WHAT THE EXERCISE ASKS:
Take the material and output all of it exactly.
=== SOURCE MATERIAL ===
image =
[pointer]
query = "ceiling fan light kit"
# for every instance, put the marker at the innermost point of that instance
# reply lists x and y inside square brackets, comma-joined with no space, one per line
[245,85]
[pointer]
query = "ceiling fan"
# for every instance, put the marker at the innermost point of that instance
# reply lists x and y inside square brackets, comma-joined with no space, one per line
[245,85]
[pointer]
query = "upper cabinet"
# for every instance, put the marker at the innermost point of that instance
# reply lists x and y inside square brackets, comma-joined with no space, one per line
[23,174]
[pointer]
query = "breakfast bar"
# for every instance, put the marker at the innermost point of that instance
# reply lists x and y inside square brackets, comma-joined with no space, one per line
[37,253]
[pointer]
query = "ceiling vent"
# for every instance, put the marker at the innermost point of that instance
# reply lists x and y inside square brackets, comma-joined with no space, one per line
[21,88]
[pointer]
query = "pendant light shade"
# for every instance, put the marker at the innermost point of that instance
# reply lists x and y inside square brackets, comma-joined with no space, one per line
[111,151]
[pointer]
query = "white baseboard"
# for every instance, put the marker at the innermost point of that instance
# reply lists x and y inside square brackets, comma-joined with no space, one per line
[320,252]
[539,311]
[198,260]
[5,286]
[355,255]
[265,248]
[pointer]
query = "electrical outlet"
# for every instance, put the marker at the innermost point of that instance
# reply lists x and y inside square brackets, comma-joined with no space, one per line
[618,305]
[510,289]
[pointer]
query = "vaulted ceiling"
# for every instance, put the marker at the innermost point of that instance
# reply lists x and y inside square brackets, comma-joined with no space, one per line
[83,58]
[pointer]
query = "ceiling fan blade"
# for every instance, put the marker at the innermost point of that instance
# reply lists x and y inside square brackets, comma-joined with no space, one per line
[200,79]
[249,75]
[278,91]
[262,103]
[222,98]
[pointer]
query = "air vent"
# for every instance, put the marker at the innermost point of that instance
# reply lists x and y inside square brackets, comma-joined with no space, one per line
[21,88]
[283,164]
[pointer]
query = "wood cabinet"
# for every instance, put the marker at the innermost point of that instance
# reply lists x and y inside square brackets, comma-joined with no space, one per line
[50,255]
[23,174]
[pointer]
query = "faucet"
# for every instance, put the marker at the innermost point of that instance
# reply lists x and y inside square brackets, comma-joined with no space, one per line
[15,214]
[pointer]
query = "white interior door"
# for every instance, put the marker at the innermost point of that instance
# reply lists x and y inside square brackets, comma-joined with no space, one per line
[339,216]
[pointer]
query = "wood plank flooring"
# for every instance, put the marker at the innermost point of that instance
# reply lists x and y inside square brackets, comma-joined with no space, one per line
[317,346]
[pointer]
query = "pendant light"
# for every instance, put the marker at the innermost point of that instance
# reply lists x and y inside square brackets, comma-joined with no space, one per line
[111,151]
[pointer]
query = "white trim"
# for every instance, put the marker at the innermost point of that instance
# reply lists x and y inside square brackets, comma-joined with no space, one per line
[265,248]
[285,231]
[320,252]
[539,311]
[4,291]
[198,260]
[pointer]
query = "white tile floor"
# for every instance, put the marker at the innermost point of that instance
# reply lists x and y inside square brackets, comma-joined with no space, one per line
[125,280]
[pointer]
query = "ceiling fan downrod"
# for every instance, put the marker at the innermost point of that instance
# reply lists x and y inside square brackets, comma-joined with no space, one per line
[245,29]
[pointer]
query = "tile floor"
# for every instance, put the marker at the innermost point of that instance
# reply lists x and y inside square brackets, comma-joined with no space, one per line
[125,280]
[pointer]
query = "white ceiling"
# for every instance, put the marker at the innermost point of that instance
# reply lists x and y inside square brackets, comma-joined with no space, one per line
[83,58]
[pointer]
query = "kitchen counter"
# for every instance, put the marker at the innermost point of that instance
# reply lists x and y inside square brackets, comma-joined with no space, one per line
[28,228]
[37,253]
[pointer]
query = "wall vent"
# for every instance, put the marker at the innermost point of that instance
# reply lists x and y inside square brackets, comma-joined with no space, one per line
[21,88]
===
WRITTEN REPLY:
image =
[pointer]
query = "ceiling fan light kit"
# for every instance, put the marker at the innermost point of that instance
# reply lists x and y inside square brackets, comma-joined with no space, one per line
[245,85]
[pointer]
query = "ceiling fan"
# for every instance, put the marker at the innermost point of that instance
# reply lists x and y inside square brackets, comma-joined with no space, one per line
[245,85]
[pointer]
query = "upper cabinet"
# for every instance, put the marker at the innermost point of that instance
# reply lists x and y inside square brackets, comma-joined with no space, one per line
[23,174]
[pointer]
query = "breakfast bar"
# for every instance, put the marker at the innermost point of that instance
# reply lists x and y inside square brackets, comma-joined with no space, one per line
[37,253]
[pointer]
query = "ceiling vent"
# for every instance, put the marker at the innermost point of that instance
# reply lists x and y inside square brackets, comma-joined with no space, one per line
[21,88]
[pointer]
query = "pendant light shade"
# for every instance, put the marker at the innermost point of that instance
# reply lists x and y inside square brackets, comma-joined with no space, one per line
[111,151]
[pointer]
query = "white baseboard"
# for every instance, put the marker at the innermost point of that instance
# reply lists x and y inside square brackets, comma-joined with no space, one per line
[320,252]
[539,311]
[198,260]
[5,286]
[355,255]
[265,248]
[pointer]
query = "electrical outlet"
# for every instance, put the marker at the innermost point of that instance
# reply lists x and y inside square brackets, comma-joined with no space, one per line
[618,305]
[510,289]
[pointer]
query = "vaulted ceiling"
# for every instance, put the marker at the innermost point of that instance
# reply lists x and y inside square brackets, comma-joined with no space, one per line
[83,58]
[pointer]
query = "ceiling fan blade"
# for every instance, put the marker at the innermost point of that instance
# reply lists x and y inside square brackets, comma-joined with no space, one per line
[200,79]
[249,75]
[278,91]
[262,103]
[222,98]
[pointer]
query = "air vent"
# for every instance, put the marker at the innermost point of that instance
# reply lists x and y inside square brackets, comma-joined with no space, one per line
[21,88]
[283,164]
[pointer]
query = "wood cabinet"
# for every instance, put the marker at the innermost point of that instance
# reply lists x and y inside square brackets, comma-joined with no space, one per line
[50,255]
[23,174]
[pointer]
query = "faucet"
# for every instance, put the marker at the innermost point of that instance
# reply lists x and y inside square brackets, comma-joined with no space, one per line
[15,214]
[pointer]
query = "white interior door"
# for every instance, put the marker at the innermost point of that instance
# reply lists x and y inside square brackets, comma-joined with no space, one per line
[339,216]
[pointer]
query = "wood plank flooring"
# for every instance, put the marker at the innermost point of that instance
# reply lists x and y inside square brackets, comma-joined with no space, one per line
[317,346]
[pointer]
query = "pendant light"
# for every instance, put the marker at the innermost point of that instance
# reply lists x and y inside square brackets, comma-joined with no space, one per line
[111,151]
[pointer]
query = "white trim"
# for every instance, put the marker at the innermost point of that instance
# reply lists x and y inside square brackets, comma-joined with no space, one per line
[265,248]
[285,231]
[320,252]
[539,311]
[4,291]
[198,260]
[pointer]
query = "white tile floor"
# for every instance, put the marker at the innermost point of that instance
# reply lists x and y inside square brackets, comma-joined with no space, one per line
[125,280]
[pointer]
query = "ceiling fan downrod"
# for every instance, put the marker at the innermost point of that instance
# reply lists x and y inside square brackets, comma-joined with no space, one per line
[245,29]
[pointer]
query = "tile floor"
# for every instance, put the marker at the innermost point of that instance
# reply lists x and y inside square brackets, comma-joined with no space, one per line
[125,280]
[pointer]
query = "white ceiling"
# for every instance, put the marker at the innermost point of that instance
# reply lists x and y inside square brackets, comma-joined with no space, one per line
[83,58]
[pointer]
query = "kitchen counter"
# for every instance, put the marker at the innermost point of that instance
# reply lists x and y inside square brackets, comma-joined with no space, one per line
[28,228]
[37,253]
[pointer]
query = "wall vent"
# for every instance, put the marker at the innermost point of that instance
# reply lists x and y inside square brackets, comma-joined with no space, one per line
[21,88]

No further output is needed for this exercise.